→ Tugas Latihan
1. Menurut kalimat pertama teks tentang disleksia, pada saat apa saja anak dengan disleksia mengalami masalah? Sebutkan semuanya.
2. Tulis ulang dengan persis seluruh bagian teks tentang disleksia, mulai dari "Kamis, 03 Juni" terus sampai "kalimat dan suara.".

→ Kutipan Pilihan
========

Kamis, 03 Juni 2010

Disleksia 1

Anak dengan Disleksia memiliki problem pada saat belajar membaca, mengingat kembali apa yang telah dibaca, mengeja, dan mengungkapkan apa yang dipikirkannya. Mereka tampak seperti anak-anak TK pada umumnya sehingga kondisi ini sering tidak cepat terdiagnosis. Anak disleksia yang disekolahkan disekolahan umum biasanya menjadi frustasi, frustasi bagi dirinya dan orang tuanya.

Suatu gejala dikatakan disleksia bila anak tersebut membaca kata tampak terbalik-balik, misalnya "cat" tampak seperti "tac". Walaupun masalah seperti ini sudah dimasukkan kedalam disleksia, namun hal ini tidak dapat dianggap ringan, karena berhubungan dengan gangguan keterbelakangan mengartikan kata atau kalimat. Disleksia ditandai dengan sulitnya menghubungkan antara kata, kalimat dan suara.

Ketika anak-anak belajar membaca, mereka akan belajar menghubungkan kata perkata (proses decoding), sehingga dapat terbentuk suatu surat, dan mereka belajar mendengarkan atau mengartikan setiap surat yang dibuat. Bagi anak disleksia, proses decoding menjadi tantangan. Mereka sulit membedakan beberapa suara seperti "p" dan "b", atau ketika mereka melihat suatu surat, yang mereka lihat adalah jarak tiap-tiap huruf menjadi kacau, misalnya:

Huru fyan gdibacam enja dika cau

Penyebab spesifik disleksia tidak diketahui. Kira-kira 14 area diotak berfungsi saat membaca. Ketidak mampuan belajar pada disleksia ini disebabkan karena terdapat gangguan diarea otaknya. Pesan yang terkirim masuk ke otak tampaknya berubah menjadi tidak beraturan dan kacau. Orang dengan disleksia dapat mendengar dan melihat dengan baik, namun apa yang meereka dengar dan lihat tampaknya berbeda dengan apa yang dilihat dan didengar oleh orang kebanyakan. Kesalahan yang disebabkan disleksia sudah terjadi saat mereka dilahirkan dan faktor hereditas sangat mempengaruhi. Kira-kira 5-10% anak usia sekolah memiliki gangguan belajar.

========

→ Informasi Sumber
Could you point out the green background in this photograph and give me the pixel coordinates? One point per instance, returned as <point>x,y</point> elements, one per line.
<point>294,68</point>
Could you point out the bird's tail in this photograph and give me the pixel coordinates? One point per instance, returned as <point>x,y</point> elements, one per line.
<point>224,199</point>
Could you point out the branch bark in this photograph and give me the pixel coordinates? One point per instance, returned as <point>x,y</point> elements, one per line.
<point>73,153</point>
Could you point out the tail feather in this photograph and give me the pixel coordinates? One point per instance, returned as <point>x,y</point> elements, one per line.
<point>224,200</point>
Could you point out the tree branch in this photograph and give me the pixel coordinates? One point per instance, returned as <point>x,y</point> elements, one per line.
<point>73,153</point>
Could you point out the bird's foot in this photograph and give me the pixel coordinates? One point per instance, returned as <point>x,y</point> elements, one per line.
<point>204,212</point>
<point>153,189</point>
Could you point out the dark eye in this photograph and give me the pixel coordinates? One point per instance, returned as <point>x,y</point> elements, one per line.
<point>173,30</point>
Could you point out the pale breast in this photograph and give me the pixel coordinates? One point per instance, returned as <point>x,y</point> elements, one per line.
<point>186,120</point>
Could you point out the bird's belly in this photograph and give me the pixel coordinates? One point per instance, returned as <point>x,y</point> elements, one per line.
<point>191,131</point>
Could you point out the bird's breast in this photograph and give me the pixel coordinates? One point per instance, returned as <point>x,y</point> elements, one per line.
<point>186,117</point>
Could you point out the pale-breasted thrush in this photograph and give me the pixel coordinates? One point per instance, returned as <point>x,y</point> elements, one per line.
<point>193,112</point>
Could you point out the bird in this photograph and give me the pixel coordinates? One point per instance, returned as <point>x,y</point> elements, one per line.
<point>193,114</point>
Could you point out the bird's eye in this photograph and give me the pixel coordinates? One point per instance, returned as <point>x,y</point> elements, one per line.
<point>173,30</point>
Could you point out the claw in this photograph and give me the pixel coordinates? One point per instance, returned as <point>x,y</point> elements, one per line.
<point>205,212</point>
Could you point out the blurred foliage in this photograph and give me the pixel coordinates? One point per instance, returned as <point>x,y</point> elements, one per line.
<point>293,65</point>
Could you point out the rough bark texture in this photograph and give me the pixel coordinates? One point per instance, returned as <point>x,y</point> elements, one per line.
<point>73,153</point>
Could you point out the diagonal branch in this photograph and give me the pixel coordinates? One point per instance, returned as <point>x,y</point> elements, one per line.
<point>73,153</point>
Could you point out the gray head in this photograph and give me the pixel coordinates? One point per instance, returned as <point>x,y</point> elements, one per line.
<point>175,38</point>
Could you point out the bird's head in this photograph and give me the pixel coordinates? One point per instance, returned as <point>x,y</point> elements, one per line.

========

→ Kunci Jawaban
1.
- belajar membaca
- mengingat kembali apa yang telah dibaca
- mengeja
- mengungkapkan apa yang dipikirkannya

2.
Kamis, 03 Juni 2010

Disleksia 1

Anak dengan Disleksia memiliki problem pada saat belajar membaca, mengingat kembali apa yang telah dibaca, mengeja, dan mengungkapkan apa yang dipikirkannya. Mereka tampak seperti anak-anak TK pada umumnya sehingga kondisi ini sering tidak cepat terdiagnosis. Anak disleksia yang disekolahkan disekolahan umum biasanya menjadi frustasi, frustasi bagi dirinya dan orang tuanya.

Suatu gejala dikatakan disleksia bila anak tersebut membaca kata tampak terbalik-balik, misalnya "cat" tampak seperti "tac". Walaupun masalah seperti ini sudah dimasukkan kedalam disleksia, namun hal ini tidak dapat dianggap ringan, karena berhubungan dengan gangguan keterbelakangan mengartikan kata atau kalimat. Disleksia ditandai dengan sulitnya menghubungkan antara kata, kalimat dan suara.